(PROVIDED RECORDS)
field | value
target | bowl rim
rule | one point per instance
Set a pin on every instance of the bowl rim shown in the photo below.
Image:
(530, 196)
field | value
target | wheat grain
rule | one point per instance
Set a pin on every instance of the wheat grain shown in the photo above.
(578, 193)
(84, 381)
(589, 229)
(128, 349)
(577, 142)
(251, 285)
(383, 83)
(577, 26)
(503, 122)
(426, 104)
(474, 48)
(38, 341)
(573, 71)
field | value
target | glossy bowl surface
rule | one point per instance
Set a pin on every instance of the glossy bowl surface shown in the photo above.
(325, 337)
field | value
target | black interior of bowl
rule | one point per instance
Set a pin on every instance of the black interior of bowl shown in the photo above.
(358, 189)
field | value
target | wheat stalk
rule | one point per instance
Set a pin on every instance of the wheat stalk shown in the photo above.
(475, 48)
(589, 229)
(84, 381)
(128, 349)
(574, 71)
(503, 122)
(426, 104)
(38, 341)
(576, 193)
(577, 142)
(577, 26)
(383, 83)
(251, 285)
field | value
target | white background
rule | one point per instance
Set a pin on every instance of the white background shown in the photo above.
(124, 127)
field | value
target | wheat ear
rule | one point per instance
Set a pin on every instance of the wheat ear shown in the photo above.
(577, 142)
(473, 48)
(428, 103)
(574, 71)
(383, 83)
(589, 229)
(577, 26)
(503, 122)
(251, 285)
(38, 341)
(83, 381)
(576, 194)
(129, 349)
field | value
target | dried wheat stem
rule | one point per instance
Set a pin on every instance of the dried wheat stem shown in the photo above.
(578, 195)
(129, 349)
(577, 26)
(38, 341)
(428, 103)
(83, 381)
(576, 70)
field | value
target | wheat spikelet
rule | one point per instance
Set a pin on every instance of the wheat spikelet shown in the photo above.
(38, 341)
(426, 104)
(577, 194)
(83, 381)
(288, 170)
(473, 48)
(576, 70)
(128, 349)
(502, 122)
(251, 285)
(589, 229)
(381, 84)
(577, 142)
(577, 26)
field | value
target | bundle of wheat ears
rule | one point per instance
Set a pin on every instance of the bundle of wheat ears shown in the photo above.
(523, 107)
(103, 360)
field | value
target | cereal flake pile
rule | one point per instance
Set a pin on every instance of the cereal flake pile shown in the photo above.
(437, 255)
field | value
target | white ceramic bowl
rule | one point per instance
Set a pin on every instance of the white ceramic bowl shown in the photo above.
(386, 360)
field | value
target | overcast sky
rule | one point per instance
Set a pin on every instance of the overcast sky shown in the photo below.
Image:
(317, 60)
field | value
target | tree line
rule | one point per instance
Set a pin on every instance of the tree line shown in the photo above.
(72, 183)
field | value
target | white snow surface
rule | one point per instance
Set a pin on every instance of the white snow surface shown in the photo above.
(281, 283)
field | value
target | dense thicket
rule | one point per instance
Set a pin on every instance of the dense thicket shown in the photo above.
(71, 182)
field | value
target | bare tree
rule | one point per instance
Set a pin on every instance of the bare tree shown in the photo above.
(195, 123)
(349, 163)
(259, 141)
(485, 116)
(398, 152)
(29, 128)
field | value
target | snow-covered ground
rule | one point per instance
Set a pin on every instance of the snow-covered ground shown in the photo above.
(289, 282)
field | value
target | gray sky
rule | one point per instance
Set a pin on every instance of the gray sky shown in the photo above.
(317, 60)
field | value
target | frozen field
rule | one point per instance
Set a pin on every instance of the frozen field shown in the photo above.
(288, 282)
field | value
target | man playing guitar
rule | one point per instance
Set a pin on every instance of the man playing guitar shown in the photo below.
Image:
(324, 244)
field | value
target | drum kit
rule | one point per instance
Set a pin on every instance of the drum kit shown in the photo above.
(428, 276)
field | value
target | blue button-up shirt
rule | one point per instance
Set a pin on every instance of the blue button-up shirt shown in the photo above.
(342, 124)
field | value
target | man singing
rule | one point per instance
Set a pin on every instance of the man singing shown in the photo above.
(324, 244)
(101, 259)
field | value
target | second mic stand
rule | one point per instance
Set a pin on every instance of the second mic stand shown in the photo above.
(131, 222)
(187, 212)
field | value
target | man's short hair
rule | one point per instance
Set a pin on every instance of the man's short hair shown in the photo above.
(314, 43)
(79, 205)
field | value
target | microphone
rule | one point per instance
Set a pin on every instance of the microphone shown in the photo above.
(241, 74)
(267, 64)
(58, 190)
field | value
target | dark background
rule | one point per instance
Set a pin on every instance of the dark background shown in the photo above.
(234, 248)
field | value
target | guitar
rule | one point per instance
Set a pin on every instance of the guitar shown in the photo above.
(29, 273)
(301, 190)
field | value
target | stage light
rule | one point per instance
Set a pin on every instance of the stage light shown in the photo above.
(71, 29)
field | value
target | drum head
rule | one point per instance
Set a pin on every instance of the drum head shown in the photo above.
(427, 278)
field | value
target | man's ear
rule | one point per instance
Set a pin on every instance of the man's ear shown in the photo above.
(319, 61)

(TASK OBJECTIVE)
A complete, exact transcription of the data above is required.

(ANSWER SECTION)
field | value
target | bowl rim
rule | one point per instance
Set a pin on every instance of the bowl rim shown in the photo below.
Image:
(530, 196)
field | value
target | wheat grain
rule | one point per instance
Set a pin on every instance of the wheat grain shown in the photo above.
(578, 193)
(84, 381)
(589, 229)
(128, 349)
(577, 142)
(251, 285)
(383, 83)
(577, 26)
(503, 122)
(426, 104)
(474, 48)
(38, 341)
(573, 71)
field | value
target | glossy bowl surface
rule | one point per instance
Set a pin on every instance of the glossy bowl surface shown in the photo above.
(325, 337)
field | value
target | black interior of bowl
rule | one point per instance
Set a pin on every instance of the black interior of bowl shown in the photo above.
(358, 189)
field | value
target | wheat stalk
rule | one point per instance
Set a pin on every instance of the wheat stalk shown in the photo above.
(475, 48)
(589, 229)
(84, 381)
(128, 349)
(574, 71)
(503, 122)
(426, 104)
(38, 341)
(576, 193)
(577, 142)
(577, 26)
(383, 83)
(251, 285)
field | value
target | white background
rule | one point per instance
Set a pin on every instance of the white background shown in the photo above.
(124, 127)
field | value
target | wheat ear
rule | one point per instance
Set a pin on every instance of the wheat ear shown in the photo above.
(577, 142)
(473, 48)
(428, 103)
(574, 71)
(383, 83)
(589, 229)
(577, 26)
(503, 122)
(251, 285)
(38, 341)
(83, 381)
(576, 194)
(129, 349)
field | value
target | dried wheat stem
rule | one point per instance
Set a pin on every instance of the dried wheat stem shown in the photo above.
(578, 195)
(129, 349)
(577, 26)
(38, 341)
(428, 103)
(83, 381)
(576, 70)
field | value
target | wheat spikelet
rule | one point per instance
Set a pin on every instance of the wheat spikelet shown in the photo above.
(38, 341)
(426, 104)
(577, 194)
(83, 381)
(288, 170)
(473, 48)
(576, 70)
(128, 349)
(502, 122)
(251, 285)
(589, 229)
(381, 84)
(577, 142)
(577, 26)
field | value
target | bundle of wheat ears
rule | one point per instance
Set a pin on every instance of the bundle of wheat ears shown in the photo above.
(523, 107)
(103, 360)
field | value
target | cereal flake pile
rule | one point per instance
Set a pin on every instance of the cereal flake pile shown in the photo above.
(437, 255)
field | value
target | white ceramic bowl
rule | one point per instance
Set a pin on every instance of the white ceramic bowl shown in the photo above.
(386, 360)
field | value
target | overcast sky
rule | one point per instance
Set a pin on every instance of the overcast sky shown in the photo below.
Image:
(317, 60)
field | value
target | tree line
rule | one point per instance
Set a pin on every instance of the tree line shown in the photo above.
(72, 183)
field | value
target | white snow surface
rule | one point per instance
Set a pin on every instance of the white snow surface shown in the photo above.
(281, 283)
field | value
target | dense thicket
rule | one point per instance
Set a pin on every instance of the dense thicket shown in the photo above.
(71, 182)
field | value
target | bare tree
rule | one point per instance
Set a pin on every instance of the bare tree shown in the photo above.
(195, 123)
(349, 163)
(259, 141)
(485, 116)
(398, 152)
(29, 128)
field | value
target | snow-covered ground
rule | one point per instance
Set a pin on every instance of the snow-covered ground shown in the photo above.
(289, 282)
field | value
target | gray sky
rule | one point per instance
Set a pin on every instance of the gray sky shown in the photo above.
(317, 60)
field | value
target | frozen field
rule | one point per instance
Set a pin on every instance of the frozen field shown in the photo above.
(288, 282)
field | value
target | man playing guitar
rule | one point per instance
Set a pin on every instance of the man playing guitar shown in the photo below.
Image:
(324, 244)
field | value
target | drum kit
rule | one point per instance
Set a pin on every instance of the drum kit shown in the photo above.
(428, 276)
field | value
target | blue button-up shirt
rule | one point per instance
Set a pin on every instance of the blue button-up shirt shown in the photo above.
(342, 124)
field | value
target | man singing
rule | one point per instance
Set a pin on every instance of the man singing shown in the photo above.
(324, 244)
(101, 259)
field | value
target | second mic stand
rule | one point per instance
Set a pin on every instance of the second mic stand shown in the photo above.
(131, 222)
(187, 212)
field | value
target | man's short hair
rule | one point per instance
Set a pin on every instance of the man's short hair shown in the photo above.
(314, 43)
(79, 205)
field | value
target | microphone
rule | one point per instance
Set a pin on every instance of the microphone shown in the photo above.
(241, 74)
(267, 64)
(58, 190)
field | value
target | dark background
rule | one point per instance
Set a pin on every instance of the dark background shown in the photo above.
(234, 248)
field | value
target | guitar
rule | one point per instance
Set a pin on every instance of the guitar shown in the photo above.
(29, 273)
(301, 190)
field | value
target | stage light
rule | one point per instance
Set a pin on every instance of the stage light shown in the photo above.
(71, 29)
field | value
target | drum head
rule | one point per instance
Set a pin on every instance of the drum head shown in the photo above.
(427, 278)
field | value
target | man's ear
rule | one point per instance
Set a pin on every instance of the man's ear shown in the photo above.
(319, 61)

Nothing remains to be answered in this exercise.